# My first Canadian Bacon using Pop's Brine



## daddypig (Feb 19, 2015)

Sent from my iPhone using Tapatalk


----------



## daddypig (Feb 19, 2015)

I followed the original recipe because I like the saltiness. Threw in a few cloves of crushed garlic and some peppercorns. I can barely pick up on the garlic but it's there... Not too powerful. I might try some juniper berries next time and a few bay leaves but I'm very satisfied with the first attempt 


Sent from my iPhone using Tapatalk


----------



## pc farmer (Feb 19, 2015)

Looks great.


----------



## foamheart (Feb 19, 2015)

Thats a pretty shot of the canadian bacon. Looks like you been doing it for years!

Great job.


----------



## twoalpha (Feb 20, 2015)

Great looking CB. How long was it in the brine?

Keep up the good smokin.


----------



## daddypig (Feb 20, 2015)
========
Complete the following.
- A) Answer these questions about the Canadian bacon thread, one answer per line:
(i) Besides following the original recipe, what did daddypig add to the brine?
(ii) What did twoalpha ask about the bacon?
(iii) Which poster said it looked as if daddypig had been doing it for years?
- B) Continue the Canadian bacon thread, starting after its final heading.

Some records
========
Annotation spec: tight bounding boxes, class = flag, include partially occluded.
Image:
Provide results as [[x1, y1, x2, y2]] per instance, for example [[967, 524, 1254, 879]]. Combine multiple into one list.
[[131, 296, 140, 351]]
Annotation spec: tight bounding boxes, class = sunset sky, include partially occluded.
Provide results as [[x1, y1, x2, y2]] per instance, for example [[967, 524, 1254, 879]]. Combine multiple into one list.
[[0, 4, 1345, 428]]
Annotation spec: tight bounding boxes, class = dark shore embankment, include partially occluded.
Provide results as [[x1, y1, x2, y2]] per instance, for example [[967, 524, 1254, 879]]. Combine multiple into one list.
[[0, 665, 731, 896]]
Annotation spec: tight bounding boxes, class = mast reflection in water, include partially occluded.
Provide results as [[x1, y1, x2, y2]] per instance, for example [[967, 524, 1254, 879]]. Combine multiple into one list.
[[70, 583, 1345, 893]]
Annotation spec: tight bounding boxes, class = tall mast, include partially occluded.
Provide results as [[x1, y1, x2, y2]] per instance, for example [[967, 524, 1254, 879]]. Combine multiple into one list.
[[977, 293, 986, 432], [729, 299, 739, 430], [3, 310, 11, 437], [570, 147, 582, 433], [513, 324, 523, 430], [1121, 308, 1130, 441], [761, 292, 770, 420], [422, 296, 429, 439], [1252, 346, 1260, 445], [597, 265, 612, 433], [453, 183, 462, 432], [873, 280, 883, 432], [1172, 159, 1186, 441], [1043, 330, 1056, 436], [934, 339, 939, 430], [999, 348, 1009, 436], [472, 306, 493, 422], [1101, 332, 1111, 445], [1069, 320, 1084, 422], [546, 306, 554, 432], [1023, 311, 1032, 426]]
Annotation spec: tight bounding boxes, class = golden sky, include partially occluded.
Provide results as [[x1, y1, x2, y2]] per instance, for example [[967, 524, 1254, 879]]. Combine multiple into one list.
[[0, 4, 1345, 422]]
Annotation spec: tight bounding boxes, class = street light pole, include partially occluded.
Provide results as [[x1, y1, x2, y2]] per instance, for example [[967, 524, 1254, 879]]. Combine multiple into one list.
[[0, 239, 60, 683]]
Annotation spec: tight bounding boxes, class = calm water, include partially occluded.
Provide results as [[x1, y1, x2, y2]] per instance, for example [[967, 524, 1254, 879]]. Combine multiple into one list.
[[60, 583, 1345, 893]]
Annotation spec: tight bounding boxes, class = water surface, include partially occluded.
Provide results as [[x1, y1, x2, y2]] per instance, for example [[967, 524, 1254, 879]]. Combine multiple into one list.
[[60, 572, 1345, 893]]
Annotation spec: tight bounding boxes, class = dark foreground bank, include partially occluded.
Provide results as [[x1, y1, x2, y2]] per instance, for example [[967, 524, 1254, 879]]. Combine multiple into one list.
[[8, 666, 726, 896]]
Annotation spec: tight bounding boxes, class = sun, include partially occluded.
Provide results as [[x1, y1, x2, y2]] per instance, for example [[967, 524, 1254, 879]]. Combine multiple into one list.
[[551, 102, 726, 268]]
========
Task-by-task outputs.
- A)
(i) A few cloves of crushed garlic and some peppercorns.
(ii) How long it was in the brine.
(iii) foamheart.

- B)
Twoalpha, the 2 loin roasts were in the brine for 10 days. I didn't inject them either and the cure had completely penetrated them in that time. I bought a white 5 gallon bucket and a lid at Walmart and it fits perfectly in my beer refrigerator downstairs. I can see me constantly having something curing in Pops brine. You can't go wrong with it. I've done a whole turkey and a venison blackstrap with it in the past and everyone raved about them.


Sent from my iPhone using Tapatalk


----------



## b-one (Feb 21, 2015)

Looks mighty tasty!


----------



## crazymoon (Feb 22, 2015)

Nice looking CB!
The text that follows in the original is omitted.